[Saved data entries]
*** Block opens ***

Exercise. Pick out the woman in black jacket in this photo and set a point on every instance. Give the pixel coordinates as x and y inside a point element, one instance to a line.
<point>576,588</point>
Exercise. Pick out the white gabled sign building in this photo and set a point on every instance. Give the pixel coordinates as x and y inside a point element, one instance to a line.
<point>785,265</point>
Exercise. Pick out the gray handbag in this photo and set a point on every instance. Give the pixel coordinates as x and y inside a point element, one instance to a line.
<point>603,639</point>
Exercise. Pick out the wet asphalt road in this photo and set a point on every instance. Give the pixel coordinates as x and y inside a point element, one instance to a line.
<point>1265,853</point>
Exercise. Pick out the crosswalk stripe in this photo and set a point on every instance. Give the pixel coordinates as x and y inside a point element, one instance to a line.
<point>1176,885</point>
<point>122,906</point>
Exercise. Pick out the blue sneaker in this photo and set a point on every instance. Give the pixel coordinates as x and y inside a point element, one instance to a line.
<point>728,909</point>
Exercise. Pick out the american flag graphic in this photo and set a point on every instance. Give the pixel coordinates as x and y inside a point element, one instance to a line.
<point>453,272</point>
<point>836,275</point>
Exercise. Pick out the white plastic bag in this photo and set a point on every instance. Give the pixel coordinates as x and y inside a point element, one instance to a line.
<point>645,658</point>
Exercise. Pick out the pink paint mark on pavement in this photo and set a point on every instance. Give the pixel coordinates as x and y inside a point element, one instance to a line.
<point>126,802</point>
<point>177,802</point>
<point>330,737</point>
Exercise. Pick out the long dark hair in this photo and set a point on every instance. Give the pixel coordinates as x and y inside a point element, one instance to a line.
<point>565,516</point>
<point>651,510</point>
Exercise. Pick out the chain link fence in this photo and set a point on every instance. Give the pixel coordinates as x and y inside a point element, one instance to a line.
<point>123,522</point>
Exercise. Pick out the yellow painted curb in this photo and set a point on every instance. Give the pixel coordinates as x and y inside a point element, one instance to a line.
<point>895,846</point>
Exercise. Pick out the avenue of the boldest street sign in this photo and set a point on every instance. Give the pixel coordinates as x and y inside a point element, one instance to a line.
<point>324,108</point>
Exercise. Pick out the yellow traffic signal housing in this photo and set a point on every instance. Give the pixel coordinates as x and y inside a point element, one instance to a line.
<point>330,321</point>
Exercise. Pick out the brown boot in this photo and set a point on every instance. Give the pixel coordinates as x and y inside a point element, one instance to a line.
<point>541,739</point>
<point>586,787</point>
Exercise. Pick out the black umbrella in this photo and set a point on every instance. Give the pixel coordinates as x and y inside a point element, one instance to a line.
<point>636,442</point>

*** Block closes ***

Problem requirements:
Write the entries above out again. Match them exactly.

Solution for this exercise:
Exercise. Pick out the woman in black jacket in this photo and set a point on every instance. Give the pixel coordinates as x and y inside a point element, one instance to a line.
<point>576,588</point>
Exercise. Pick out the white gabled sign building in this photo and set a point on every instance. Give the pixel coordinates as x and y inside a point element, one instance to a line.
<point>785,265</point>
Exercise. Pick out the gray handbag in this photo and set a point on every instance. Give the pixel coordinates as x and y inside a point element, one instance to a line.
<point>603,639</point>
Exercise. Pick out the wet asphalt road in this photo and set a point on every instance. Give the pixel coordinates as x and y inside a point element, one instance to a line.
<point>1265,853</point>
Exercise. Pick out the crosswalk stripe in this photo and set a point on every instance. Give the pixel coordinates as x and y inside a point element, one instance to a line.
<point>1176,885</point>
<point>122,906</point>
Exercise. Pick out the blue sneaker in this photo and set a point on every instance. Give the pixel coordinates as x and y inside a point element, one instance to a line.
<point>728,909</point>
Exercise. Pick out the american flag graphic in this photo and set a point on every instance. Give the pixel coordinates as x and y inside a point element, one instance to a line.
<point>453,272</point>
<point>836,275</point>
Exercise. Pick out the white plastic bag in this photo and set a point on every instance. Give the pixel coordinates as x and y inside a point element, one instance to a line.
<point>645,658</point>
Exercise. Pick out the pink paint mark on pavement in this photo and set a point on every instance. Give the pixel coordinates as x and y inside a point element, one instance to a line.
<point>126,802</point>
<point>177,802</point>
<point>330,737</point>
Exercise. Pick out the long dark hair in this photo and set a point on every instance. Give the pixel coordinates as x and y inside a point element, one instance to a line.
<point>565,516</point>
<point>651,510</point>
Exercise. Pick out the chain link fence in this photo and set a point on every instance. Give the pixel coordinates as x and y inside a point element, one instance to a line.
<point>123,522</point>
Exercise. Pick out the yellow painted curb in this photo and set a point on every instance. Give the pixel coordinates as x and y inside a point element, one instance to a line.
<point>895,846</point>
Exercise. Pick out the avenue of the boldest street sign in this photo and set a point on every instance. Give the pixel coordinates as x and y inside a point element, one instance to a line.
<point>324,108</point>
Exercise. Pick out the yellow traffic signal housing in this photo and set a point on every instance. Give the pixel coordinates as x and y inside a point element, one instance to a line.
<point>330,321</point>
Exercise. Pick out the brown boot in this photo and set a point on every instance. Give the pixel coordinates as x and y inside a point element, one instance to a line.
<point>541,739</point>
<point>586,787</point>
Exercise. Pick out the black umbrella in this photo and set a point on every instance. Give the pixel coordinates as x and y inside a point element, one instance to a line.
<point>636,442</point>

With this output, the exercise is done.